• _What you should do_
Swap "marker" for "dot" throughout the rows below and leave everything else unchanged.

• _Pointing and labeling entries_
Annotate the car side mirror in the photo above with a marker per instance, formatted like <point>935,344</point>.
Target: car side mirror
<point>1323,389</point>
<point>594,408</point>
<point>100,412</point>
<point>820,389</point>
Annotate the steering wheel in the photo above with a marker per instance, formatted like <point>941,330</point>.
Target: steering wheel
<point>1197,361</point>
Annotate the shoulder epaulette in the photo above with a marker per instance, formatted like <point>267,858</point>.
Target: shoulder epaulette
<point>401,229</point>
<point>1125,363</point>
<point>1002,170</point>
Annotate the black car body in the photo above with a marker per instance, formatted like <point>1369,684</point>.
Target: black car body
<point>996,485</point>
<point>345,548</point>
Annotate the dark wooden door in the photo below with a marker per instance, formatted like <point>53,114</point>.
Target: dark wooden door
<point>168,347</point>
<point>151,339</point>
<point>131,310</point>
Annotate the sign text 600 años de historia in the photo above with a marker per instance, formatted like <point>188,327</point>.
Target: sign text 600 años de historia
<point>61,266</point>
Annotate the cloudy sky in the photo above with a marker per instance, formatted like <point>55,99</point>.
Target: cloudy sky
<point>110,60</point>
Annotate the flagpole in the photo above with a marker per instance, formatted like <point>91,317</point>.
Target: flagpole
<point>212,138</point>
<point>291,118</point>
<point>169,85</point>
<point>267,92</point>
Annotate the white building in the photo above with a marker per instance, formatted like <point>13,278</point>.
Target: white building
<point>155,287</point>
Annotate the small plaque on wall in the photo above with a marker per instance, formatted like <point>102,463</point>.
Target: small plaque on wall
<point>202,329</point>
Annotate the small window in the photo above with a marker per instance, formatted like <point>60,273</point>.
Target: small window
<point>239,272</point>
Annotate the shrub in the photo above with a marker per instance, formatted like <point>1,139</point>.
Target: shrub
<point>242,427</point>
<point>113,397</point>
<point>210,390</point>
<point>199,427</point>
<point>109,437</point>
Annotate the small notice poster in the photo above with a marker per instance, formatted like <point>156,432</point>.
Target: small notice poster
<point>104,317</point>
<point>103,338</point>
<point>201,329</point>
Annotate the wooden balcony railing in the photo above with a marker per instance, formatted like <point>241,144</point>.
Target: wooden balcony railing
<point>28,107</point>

• _Result below_
Annotate the car side mirror in the photo above with a dot per instance, formatted like <point>935,344</point>.
Target: car side mirror
<point>1323,389</point>
<point>594,408</point>
<point>100,412</point>
<point>820,389</point>
Annotate the steering wheel in the photo above with a dot per instance, formatted like <point>941,330</point>.
Target: steering wheel
<point>1197,361</point>
Annotate the shoulder epaulette in the photo above with a dot per instance, formatted like <point>267,858</point>.
Target: shoulder epaulette
<point>401,229</point>
<point>1125,363</point>
<point>1002,170</point>
Annotate the black car body in the photo above with a dot per instance, formatted like <point>1369,684</point>.
Target: black car body
<point>996,485</point>
<point>345,548</point>
Annotate the dark wooden door in the photo below with a dot per instance, formatted like <point>53,114</point>.
Target: dark wooden door
<point>168,347</point>
<point>151,339</point>
<point>131,310</point>
Annotate the sign text 600 años de historia in the photo above with a dot per instance, formatted like <point>188,327</point>.
Target: sign text 600 años de historia
<point>61,266</point>
Annotate the cloudy sky in the photo above with a dot per instance, formatted like <point>55,99</point>.
Target: cloudy sky
<point>110,60</point>
Annotate the flagpole in the photo above with a dot per instance, formatted like <point>91,317</point>.
Target: flagpole
<point>212,138</point>
<point>291,118</point>
<point>169,85</point>
<point>267,92</point>
Annotate the white building in the photo above with a dot per instance, formatted like <point>13,278</point>.
Target: white building
<point>155,287</point>
Annotate the small plaque on wall in the photo above with a dot per instance, formatted like <point>102,463</point>.
Target: small plaque on wall
<point>202,329</point>
Annotate the small window in the photo above with a dot per instance, formatted like <point>60,273</point>.
Target: small window
<point>239,272</point>
Annotate the shrub in the photo above with a dot per instance, formatted like <point>1,139</point>.
Target: shrub
<point>242,427</point>
<point>113,397</point>
<point>210,390</point>
<point>199,427</point>
<point>109,437</point>
Annotate the small notice poster in the photo above with a dot per instance, formatted like <point>156,432</point>.
Target: small notice poster
<point>104,317</point>
<point>103,338</point>
<point>201,329</point>
Annotate the wooden balcony railing in the photo above with a dot per instance, formatted like <point>241,144</point>.
Target: wooden balcony railing
<point>28,107</point>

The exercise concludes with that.